* _EXERCISE DETAILS_
Repeat each line, word for word, from the one containing "written like <point>257,533</point>." through the last line of the entries, and include no other output.

======== GIVEN DATA

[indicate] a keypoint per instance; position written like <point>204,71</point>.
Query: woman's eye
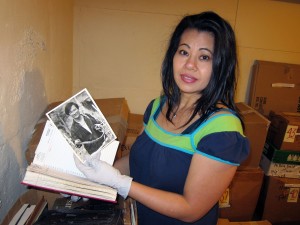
<point>204,57</point>
<point>182,52</point>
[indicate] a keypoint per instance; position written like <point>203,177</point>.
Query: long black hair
<point>222,85</point>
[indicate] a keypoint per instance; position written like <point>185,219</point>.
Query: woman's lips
<point>187,78</point>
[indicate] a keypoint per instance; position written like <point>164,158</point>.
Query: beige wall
<point>36,68</point>
<point>119,45</point>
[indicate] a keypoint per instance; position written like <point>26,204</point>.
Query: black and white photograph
<point>82,124</point>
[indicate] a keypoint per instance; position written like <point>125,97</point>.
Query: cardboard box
<point>279,201</point>
<point>256,129</point>
<point>279,169</point>
<point>239,201</point>
<point>135,125</point>
<point>284,131</point>
<point>280,163</point>
<point>115,110</point>
<point>271,81</point>
<point>281,156</point>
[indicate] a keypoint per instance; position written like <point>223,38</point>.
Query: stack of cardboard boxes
<point>275,93</point>
<point>239,201</point>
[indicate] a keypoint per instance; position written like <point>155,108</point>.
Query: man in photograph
<point>85,129</point>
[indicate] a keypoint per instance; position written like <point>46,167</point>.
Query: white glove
<point>103,173</point>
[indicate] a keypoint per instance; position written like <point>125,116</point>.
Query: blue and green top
<point>161,159</point>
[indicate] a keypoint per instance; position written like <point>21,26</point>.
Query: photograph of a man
<point>82,124</point>
<point>85,129</point>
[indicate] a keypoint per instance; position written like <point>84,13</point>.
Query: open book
<point>53,167</point>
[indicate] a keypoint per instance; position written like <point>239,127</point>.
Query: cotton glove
<point>103,173</point>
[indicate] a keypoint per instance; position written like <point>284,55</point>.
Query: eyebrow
<point>200,49</point>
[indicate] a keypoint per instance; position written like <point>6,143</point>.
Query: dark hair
<point>222,85</point>
<point>69,106</point>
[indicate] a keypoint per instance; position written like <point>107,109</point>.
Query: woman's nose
<point>191,63</point>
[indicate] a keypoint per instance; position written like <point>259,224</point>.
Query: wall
<point>119,45</point>
<point>36,68</point>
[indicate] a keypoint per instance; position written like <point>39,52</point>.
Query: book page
<point>54,152</point>
<point>82,124</point>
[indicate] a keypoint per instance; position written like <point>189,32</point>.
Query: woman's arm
<point>207,180</point>
<point>122,165</point>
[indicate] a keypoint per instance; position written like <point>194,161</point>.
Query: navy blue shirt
<point>161,159</point>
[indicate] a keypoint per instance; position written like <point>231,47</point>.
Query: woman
<point>193,140</point>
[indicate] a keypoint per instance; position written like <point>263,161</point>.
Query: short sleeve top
<point>161,159</point>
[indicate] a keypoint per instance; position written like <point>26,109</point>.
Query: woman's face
<point>192,62</point>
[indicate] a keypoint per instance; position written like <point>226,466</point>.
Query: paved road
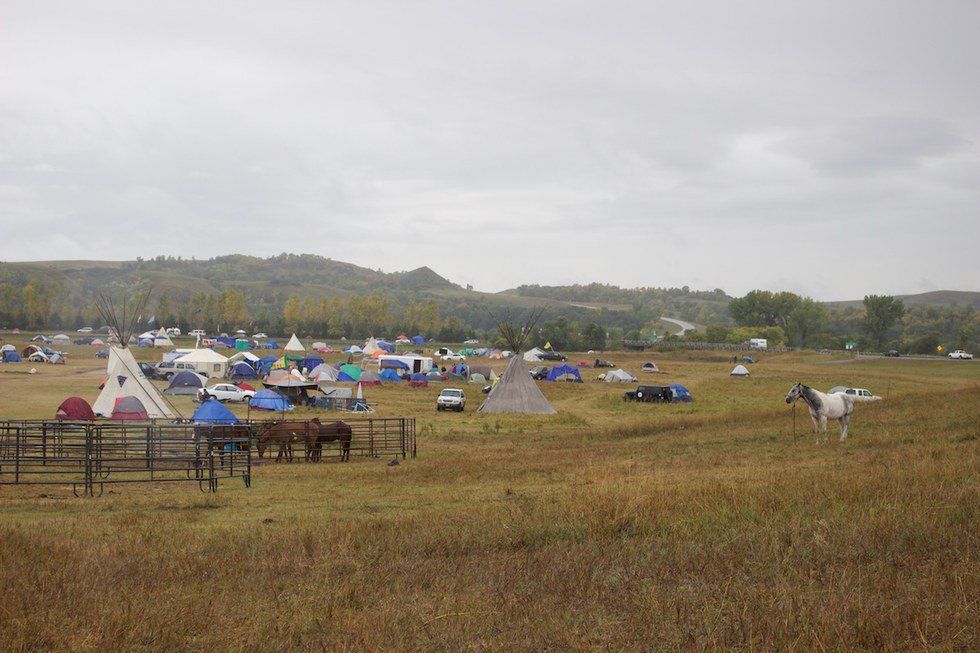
<point>685,326</point>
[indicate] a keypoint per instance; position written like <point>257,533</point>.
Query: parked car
<point>225,392</point>
<point>539,372</point>
<point>857,394</point>
<point>166,370</point>
<point>451,399</point>
<point>650,393</point>
<point>552,356</point>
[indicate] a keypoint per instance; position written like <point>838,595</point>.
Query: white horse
<point>822,406</point>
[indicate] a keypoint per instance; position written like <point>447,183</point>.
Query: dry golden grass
<point>607,526</point>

================

* _RESPONSE BOX_
[indicate] a keypoint per instance; position written like <point>257,533</point>.
Query: parked car
<point>225,392</point>
<point>539,372</point>
<point>857,394</point>
<point>166,370</point>
<point>451,399</point>
<point>650,393</point>
<point>552,356</point>
[indicate] a keypoint per instance; position written like <point>838,595</point>.
Query: white horse
<point>822,406</point>
[indicate] a keypoint per instance; position written like <point>447,183</point>.
Query: dry golden grass
<point>607,526</point>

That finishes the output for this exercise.